▶ **REQUESTS**
- 1) In the court opinion excerpt below, on what date did the defendants demand security for costs?
- 2) Please reproduce the court opinion excerpt word for word from "The motion to" up to and including "[190 P.2d 937].)".

In opposition to the motion and in answer to the affidavit of counsel for defendants, counsel for plaintiffs filed a counteraffidavit in which he stated that on or about March 1, 1949, he forwarded to the plaintiffs at their last address known to affiant at Dayton, Ohio, a copy of the fifth amended complaint with a request that they verify the same and return it to him; that on March 30th, not having received said complaint so verified, affiant verified and filed a fifth amended complaint; that he did not again hear from the plaintiffs and learned that they had not received said complaint until some time between the first and fifth days of February, 1952, at which time plaintiffs [122 Cal. App. 2d 420] came to California and advised affiant that they had never heard from him and had written two letters to him regarding this case, neither of which was ever received by affiant; that thereupon affiant prepared and filed a sixth amended complaint to which a demurrer was filed and argued on the 21st day of March, 1952; that defendants did not then make any objection to the delay in said action; that affiant then placed the matter on the civil active list for trial and took the deposition of one of the defendants on August 22, 1952; that no objection was then made by the defendants to the delay in bringing the case to trial; that on October 6, 1952, defendants demanded security for costs and on or about October 28, 1952, a surety bond was filed.

The motion to dismiss for want of prosecution was based on the records and files in said action and on said affidavits.

[1] The rule is well settled that the power of a trial court to dismiss an action for failure on the part of the plaintiff to prosecute it with diligence is an inherent power which exists independent of statutory provisions and that the provisions of section 583 of the Code of Civil Procedure and other related sections must be read in the light of the existence of such inherent power. (Simonini v. Jay Dee Leather Products Co., 85 Cal. App. 2d 265, 268 [193 P.2d 53]; Steen v. City of Los Angeles, 31 Cal. 2d 542, 546 [190 P.2d 937].)

▶ **ENTRIES SUPPLIED**

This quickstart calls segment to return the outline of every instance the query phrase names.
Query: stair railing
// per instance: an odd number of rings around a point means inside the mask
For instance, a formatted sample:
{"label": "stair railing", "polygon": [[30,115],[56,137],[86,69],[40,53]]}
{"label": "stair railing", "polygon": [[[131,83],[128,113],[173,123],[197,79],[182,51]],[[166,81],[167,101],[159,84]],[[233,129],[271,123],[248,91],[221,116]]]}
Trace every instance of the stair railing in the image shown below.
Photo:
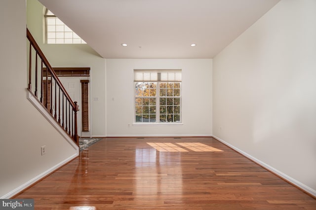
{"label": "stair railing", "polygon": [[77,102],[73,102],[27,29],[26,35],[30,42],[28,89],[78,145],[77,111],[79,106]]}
==
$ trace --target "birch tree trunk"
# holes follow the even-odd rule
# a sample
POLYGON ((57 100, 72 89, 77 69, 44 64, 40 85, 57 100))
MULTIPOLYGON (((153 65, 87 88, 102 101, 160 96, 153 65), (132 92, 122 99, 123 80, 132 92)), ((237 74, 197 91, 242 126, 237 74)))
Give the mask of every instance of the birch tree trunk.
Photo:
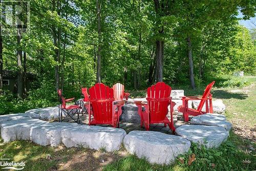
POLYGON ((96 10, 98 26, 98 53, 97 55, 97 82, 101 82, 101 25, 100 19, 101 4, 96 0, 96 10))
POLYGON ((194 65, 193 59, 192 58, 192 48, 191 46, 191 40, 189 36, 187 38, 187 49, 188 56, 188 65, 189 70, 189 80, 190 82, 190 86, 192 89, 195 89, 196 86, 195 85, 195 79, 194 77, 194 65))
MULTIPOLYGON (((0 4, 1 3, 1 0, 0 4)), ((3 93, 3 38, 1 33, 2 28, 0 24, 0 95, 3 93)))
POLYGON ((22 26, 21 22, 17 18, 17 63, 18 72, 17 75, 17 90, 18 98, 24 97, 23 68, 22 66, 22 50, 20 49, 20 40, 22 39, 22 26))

▶ **ANSWERS TO THE EXERCISES**
- 1) October 6, 1952

- 2)
The motion to dismiss for want of prosecution was based on the records and files in said action and on said affidavits.

[1] The rule is well settled that the power of a trial court to dismiss an action for failure on the part of the plaintiff to prosecute it with diligence is an inherent power which exists independent of statutory provisions and that the provisions of section 583 of the Code of Civil Procedure and other related sections must be read in the light of the existence of such inherent power. (Simonini v. Jay Dee Leather Products Co., 85 Cal. App. 2d 265, 268 [193 P.2d 53]; Steen v. City of Los Angeles, 31 Cal. 2d 542, 546 [190 P.2d 937].)